* [The exercise] The court opinion below names several people after "Panel consists of Justices NUCHIA, HANKS, and HIGLEY." List each of them with the city and the capacity stated for that person.

* [Excerpt to read]
╔══

IN RE: Ronald Lee ALEXANDER.

Reset A A Font size: Print

Court of Appeals of Texas,Houston (1st Dist.).

IN RE: Ronald Lee ALEXANDER.

No. 01-06-00256-CV.

Decided: March 13, 2008

Panel consists of Justices NUCHIA, HANKS, and HIGLEY. Ronald Lee Alexander, Beaumont, TX, pro se. Layton W. Duer, Houston, TX, for Appellant. John William Tinder II, Corpus Christi, TX, for Appellee.

OPINION

Ronald Lee Alexander appeals from an order denying his request to take the deposition of his criminal defense lawyer.   We dismiss the appeal for want of jurisdiction.

Layton Duer represented Alexander during Alexander's three-day criminal trial in May 1998.   Pursuant to a request filed under the authority of Texas Rule of Civil Procedure 202.1(b), Alexander attempted to depose Duer. Without conducting a hearing, the trial court denied appellant's request to depose Duer. Alexander argues that the trial court erred in denying the request because the court mistakenly assumed that “the nature of the case was a civil suit against the deponent when in fact the nature of the case is a non-adversarial Verified Petition for the Deposition to Investigate Potential Claim.”   Regardless, we lack jurisdiction to hear this appeal.

╚══

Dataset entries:
╔══

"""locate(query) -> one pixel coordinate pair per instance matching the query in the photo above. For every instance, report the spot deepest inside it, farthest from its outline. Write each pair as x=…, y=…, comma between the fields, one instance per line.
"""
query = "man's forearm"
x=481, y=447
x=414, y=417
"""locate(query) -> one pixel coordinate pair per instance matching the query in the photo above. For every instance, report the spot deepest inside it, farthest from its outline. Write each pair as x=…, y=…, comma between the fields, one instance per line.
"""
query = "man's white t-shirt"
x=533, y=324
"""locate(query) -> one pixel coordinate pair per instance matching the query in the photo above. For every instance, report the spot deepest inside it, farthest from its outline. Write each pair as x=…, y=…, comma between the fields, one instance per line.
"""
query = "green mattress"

╚══

* [Solution for this problem]
- Ronald Lee Alexander: Beaumont, TX, pro se
- Layton W. Duer: Houston, TX, for Appellant
- John William Tinder II: Corpus Christi, TX, for Appellee